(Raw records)
+===+
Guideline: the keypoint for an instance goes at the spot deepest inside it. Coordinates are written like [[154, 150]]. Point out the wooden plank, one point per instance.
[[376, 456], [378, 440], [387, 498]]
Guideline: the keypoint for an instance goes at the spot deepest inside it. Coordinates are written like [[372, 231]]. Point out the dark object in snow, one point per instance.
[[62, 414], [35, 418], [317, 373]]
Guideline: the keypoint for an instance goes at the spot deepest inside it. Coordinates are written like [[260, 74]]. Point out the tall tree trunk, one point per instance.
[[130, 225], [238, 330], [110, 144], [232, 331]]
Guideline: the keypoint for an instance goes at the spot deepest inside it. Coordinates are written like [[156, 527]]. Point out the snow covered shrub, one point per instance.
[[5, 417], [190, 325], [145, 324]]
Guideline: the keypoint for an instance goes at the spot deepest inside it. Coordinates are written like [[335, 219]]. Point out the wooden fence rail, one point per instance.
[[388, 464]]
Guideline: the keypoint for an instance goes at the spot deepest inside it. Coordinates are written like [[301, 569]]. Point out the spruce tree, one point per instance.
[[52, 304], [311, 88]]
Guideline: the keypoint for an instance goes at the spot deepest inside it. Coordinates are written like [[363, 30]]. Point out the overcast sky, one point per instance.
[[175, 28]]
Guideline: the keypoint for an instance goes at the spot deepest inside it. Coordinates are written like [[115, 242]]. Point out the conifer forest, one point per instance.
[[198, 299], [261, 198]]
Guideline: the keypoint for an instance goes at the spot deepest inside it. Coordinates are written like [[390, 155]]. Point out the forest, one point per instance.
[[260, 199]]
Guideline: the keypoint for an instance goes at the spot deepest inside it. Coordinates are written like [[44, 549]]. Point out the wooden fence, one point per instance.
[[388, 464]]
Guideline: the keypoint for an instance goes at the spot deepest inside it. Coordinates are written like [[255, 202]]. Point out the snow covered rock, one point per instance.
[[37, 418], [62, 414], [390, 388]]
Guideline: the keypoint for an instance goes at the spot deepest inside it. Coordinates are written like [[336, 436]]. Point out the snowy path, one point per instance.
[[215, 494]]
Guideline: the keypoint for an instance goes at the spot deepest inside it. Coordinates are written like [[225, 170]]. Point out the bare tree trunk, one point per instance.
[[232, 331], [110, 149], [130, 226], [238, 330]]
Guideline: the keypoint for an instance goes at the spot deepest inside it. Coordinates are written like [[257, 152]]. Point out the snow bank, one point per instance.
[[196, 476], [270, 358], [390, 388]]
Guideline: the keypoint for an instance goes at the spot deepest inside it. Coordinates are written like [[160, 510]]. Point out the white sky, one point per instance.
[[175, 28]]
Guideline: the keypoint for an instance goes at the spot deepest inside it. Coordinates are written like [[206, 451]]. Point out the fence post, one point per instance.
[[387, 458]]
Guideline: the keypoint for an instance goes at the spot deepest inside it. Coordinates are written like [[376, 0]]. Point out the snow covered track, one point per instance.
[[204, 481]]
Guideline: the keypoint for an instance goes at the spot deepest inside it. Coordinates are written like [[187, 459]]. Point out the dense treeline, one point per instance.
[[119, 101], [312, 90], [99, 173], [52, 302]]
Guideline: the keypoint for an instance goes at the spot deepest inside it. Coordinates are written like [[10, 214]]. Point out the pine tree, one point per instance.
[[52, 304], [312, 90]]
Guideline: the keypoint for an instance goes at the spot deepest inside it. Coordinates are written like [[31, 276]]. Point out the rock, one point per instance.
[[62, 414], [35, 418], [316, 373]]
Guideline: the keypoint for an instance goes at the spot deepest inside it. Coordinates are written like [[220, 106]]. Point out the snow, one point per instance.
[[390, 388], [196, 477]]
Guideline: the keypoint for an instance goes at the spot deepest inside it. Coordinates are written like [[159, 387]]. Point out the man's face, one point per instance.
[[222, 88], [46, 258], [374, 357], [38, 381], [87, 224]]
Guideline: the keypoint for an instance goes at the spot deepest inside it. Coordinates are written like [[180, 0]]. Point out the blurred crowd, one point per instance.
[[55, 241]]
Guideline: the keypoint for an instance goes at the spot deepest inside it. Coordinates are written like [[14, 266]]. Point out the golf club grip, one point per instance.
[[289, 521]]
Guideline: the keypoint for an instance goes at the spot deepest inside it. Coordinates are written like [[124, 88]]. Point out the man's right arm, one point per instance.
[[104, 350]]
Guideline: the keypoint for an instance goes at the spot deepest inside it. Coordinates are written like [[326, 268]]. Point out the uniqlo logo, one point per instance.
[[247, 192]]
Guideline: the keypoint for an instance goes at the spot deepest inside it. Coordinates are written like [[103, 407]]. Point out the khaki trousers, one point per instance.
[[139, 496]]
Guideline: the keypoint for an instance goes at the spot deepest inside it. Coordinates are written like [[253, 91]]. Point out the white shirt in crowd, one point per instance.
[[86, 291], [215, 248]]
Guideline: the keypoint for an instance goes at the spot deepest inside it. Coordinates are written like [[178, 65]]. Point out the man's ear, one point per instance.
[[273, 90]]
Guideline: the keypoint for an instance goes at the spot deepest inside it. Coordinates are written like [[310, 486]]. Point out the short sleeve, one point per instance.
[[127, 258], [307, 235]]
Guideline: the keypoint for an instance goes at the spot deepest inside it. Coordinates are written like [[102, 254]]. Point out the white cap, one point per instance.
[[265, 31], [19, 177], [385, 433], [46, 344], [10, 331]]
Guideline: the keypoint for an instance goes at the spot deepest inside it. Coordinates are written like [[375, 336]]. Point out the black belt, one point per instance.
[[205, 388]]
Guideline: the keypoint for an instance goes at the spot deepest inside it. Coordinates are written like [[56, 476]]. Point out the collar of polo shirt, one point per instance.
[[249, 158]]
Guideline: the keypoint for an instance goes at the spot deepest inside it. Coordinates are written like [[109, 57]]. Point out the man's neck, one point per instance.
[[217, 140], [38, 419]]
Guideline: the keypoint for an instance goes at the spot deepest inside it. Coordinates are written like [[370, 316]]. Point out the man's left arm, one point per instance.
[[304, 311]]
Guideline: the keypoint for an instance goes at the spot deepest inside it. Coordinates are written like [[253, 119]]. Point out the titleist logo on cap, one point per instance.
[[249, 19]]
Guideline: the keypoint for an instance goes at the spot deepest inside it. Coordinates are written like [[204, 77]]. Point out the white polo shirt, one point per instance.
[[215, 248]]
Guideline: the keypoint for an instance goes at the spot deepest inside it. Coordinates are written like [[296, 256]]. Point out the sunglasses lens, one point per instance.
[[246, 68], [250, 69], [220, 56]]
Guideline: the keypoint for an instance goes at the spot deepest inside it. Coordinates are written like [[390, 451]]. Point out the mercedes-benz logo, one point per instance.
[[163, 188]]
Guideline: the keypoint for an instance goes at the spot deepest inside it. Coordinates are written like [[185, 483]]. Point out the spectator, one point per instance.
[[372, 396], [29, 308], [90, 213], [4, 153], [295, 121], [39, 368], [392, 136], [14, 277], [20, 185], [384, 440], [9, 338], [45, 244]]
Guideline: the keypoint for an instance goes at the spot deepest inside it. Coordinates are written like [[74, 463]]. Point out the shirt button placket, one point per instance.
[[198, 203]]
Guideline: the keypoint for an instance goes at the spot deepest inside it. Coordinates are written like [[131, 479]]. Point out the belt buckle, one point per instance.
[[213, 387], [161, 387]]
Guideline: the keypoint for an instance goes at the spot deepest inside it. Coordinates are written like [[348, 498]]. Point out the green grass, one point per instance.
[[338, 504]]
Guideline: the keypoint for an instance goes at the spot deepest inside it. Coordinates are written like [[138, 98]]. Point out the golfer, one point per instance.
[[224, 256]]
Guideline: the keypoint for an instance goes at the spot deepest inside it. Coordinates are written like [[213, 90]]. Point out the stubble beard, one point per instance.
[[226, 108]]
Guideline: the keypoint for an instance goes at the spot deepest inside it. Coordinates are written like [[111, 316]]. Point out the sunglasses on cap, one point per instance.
+===+
• Task requirements:
Convert the records, starting at the line containing "belt, one point per instance." and ending at the line containing "[[198, 203]]", into a Markdown table with the columns Row and Entry. Put a row number under Row and the full line under Entry, and leave out any blank lines.

• Correct output:
| Row | Entry |
|---|---|
| 1 | Guideline: the keypoint for an instance goes at the spot deepest inside it. Coordinates are written like [[375, 336]]. Point out the black belt, one point per instance. |
| 2 | [[205, 388]] |
| 3 | Guideline: the keypoint for an instance goes at the spot deepest inside it. Coordinates are written like [[56, 476]]. Point out the collar of polo shirt, one point per instance. |
| 4 | [[249, 158]] |
| 5 | Guideline: the keypoint for an instance goes at the spot deepest inside it. Coordinates are written like [[109, 57]]. Point out the man's neck, one point per instance. |
| 6 | [[217, 140], [38, 419]] |
| 7 | Guideline: the keypoint for an instance goes at the spot deepest inside it. Coordinates are written like [[370, 316]]. Point out the man's left arm, one point per instance. |
| 8 | [[304, 311]] |
| 9 | Guideline: the keypoint for an instance goes at the spot deepest inside it. Coordinates are written like [[253, 119]]. Point out the titleist logo on cap, one point per instance. |
| 10 | [[249, 19]] |
| 11 | Guideline: the keypoint for an instance goes at the spot deepest inside it. Coordinates are written like [[204, 77]]. Point out the white polo shirt, one point per instance. |
| 12 | [[215, 248]] |
| 13 | Guideline: the keypoint for an instance goes at the spot deepest inside it. Coordinates are written like [[296, 256]]. Point out the sunglasses lens, one point per instance. |
| 14 | [[246, 68], [250, 69], [220, 56]] |
| 15 | Guideline: the keypoint for an instance goes at the spot deepest inside it. Coordinates are written like [[390, 451]]. Point out the mercedes-benz logo, one point per instance. |
| 16 | [[163, 188]] |
| 17 | Guideline: the keypoint for an instance goes at the spot deepest inside it. Coordinates are written like [[185, 483]]. Point out the spectator, one point per instance. |
| 18 | [[372, 396], [29, 308], [90, 213], [4, 153], [295, 121], [39, 368], [392, 136], [14, 277], [20, 185], [384, 440], [9, 338], [45, 244]] |
| 19 | Guideline: the keypoint for an instance goes at the spot deepest inside it. Coordinates are written like [[74, 463]]. Point out the shirt button placket, one point per instance. |
| 20 | [[198, 203]] |